# The data start

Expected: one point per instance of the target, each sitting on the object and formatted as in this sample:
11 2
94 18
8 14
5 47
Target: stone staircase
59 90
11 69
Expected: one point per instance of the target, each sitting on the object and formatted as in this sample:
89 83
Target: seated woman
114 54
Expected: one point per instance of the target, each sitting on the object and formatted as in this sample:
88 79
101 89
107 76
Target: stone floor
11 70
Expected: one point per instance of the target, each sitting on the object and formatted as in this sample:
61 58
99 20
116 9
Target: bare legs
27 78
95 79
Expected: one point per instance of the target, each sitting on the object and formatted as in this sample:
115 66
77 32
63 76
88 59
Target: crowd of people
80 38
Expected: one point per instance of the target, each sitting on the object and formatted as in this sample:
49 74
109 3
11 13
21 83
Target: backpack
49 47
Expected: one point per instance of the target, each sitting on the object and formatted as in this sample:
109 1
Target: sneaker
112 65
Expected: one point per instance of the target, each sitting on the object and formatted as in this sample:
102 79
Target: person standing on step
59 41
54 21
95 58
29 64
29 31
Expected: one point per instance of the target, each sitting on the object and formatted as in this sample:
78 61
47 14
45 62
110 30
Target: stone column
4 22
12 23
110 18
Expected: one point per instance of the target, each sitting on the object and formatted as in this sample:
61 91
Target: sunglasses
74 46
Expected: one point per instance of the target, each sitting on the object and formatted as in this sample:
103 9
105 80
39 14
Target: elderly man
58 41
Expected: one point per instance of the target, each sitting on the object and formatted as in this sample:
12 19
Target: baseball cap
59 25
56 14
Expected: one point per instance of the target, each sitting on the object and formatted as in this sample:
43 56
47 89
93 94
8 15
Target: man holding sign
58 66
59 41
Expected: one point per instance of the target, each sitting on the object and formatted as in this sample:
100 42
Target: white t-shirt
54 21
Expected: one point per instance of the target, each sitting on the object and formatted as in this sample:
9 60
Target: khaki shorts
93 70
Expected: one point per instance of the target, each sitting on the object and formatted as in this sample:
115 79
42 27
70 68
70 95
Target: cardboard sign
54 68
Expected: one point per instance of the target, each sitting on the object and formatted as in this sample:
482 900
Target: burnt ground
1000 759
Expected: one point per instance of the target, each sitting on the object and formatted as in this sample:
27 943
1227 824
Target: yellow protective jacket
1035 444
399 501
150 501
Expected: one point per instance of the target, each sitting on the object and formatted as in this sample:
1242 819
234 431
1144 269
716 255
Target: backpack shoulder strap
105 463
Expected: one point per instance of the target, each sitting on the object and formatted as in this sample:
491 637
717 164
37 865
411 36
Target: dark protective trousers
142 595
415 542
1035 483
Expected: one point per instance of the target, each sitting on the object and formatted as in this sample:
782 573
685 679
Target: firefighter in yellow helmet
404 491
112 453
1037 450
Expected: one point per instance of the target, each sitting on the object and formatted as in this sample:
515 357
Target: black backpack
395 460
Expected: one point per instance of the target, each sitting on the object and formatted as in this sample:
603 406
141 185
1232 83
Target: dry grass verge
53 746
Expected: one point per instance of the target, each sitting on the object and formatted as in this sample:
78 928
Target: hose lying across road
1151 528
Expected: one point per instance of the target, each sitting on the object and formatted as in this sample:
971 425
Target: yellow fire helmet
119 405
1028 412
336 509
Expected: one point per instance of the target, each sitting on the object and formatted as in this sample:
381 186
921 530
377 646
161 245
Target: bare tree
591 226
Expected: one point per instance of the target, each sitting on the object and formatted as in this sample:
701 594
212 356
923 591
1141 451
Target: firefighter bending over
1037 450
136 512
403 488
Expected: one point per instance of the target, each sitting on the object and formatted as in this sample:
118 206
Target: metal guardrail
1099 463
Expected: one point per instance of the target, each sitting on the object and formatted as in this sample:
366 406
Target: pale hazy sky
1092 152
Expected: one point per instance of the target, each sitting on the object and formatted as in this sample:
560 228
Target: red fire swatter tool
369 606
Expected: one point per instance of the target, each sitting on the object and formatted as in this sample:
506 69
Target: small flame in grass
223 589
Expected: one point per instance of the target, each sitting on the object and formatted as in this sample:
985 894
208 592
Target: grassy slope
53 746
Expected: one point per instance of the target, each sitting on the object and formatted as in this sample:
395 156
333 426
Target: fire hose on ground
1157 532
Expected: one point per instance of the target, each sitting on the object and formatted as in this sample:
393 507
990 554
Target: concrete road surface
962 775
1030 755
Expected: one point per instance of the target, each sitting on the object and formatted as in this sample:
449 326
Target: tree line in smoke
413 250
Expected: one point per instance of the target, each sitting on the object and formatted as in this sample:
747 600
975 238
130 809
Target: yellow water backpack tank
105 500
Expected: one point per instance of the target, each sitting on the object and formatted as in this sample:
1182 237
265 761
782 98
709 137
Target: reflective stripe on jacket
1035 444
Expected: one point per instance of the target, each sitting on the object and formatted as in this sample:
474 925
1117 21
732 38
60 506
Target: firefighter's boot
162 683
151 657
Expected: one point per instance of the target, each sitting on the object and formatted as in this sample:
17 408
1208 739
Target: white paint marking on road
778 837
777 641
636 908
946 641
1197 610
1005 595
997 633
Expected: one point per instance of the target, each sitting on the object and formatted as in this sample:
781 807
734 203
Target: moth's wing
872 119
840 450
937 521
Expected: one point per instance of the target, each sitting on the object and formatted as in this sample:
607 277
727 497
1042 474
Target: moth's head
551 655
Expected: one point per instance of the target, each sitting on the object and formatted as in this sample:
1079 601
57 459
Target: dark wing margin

# The data end

Which lines of the records above contain the word "road"? Filter them out and copy each matching line in full, matching case exactly.

* **Solution**
Target: hose lying across road
Target: concrete road surface
Target: white paint marking on road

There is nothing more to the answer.